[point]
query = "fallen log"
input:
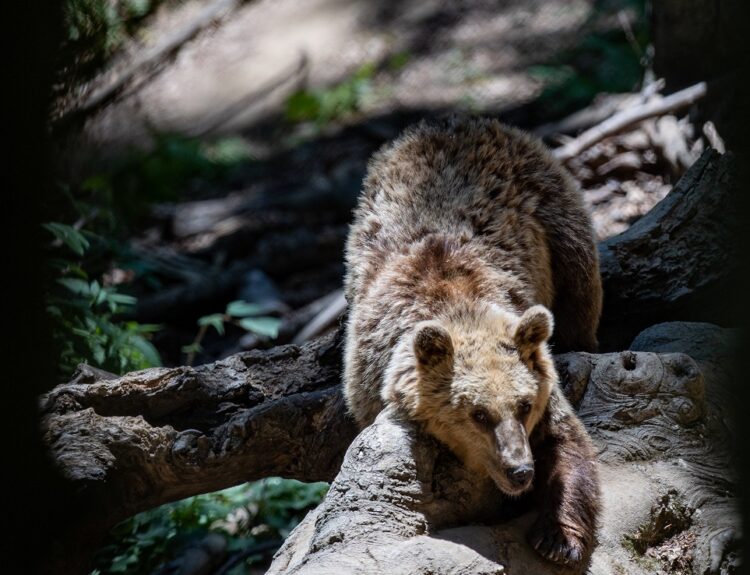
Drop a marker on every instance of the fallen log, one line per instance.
(128, 444)
(630, 117)
(680, 261)
(402, 504)
(131, 443)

____

→ **Aim of the exercise**
Format every line of the listing above as a JSON array of strings, one string per line, with blank lines and the picture omitted.

→ **Written reply**
[
  "[point]",
  "query = \"fallen log\"",
  "input:",
  "Drop a marker on every instance of the fallen log, one line per instance.",
  "(128, 444)",
  "(630, 117)",
  "(680, 261)",
  "(402, 504)",
  "(131, 443)"
]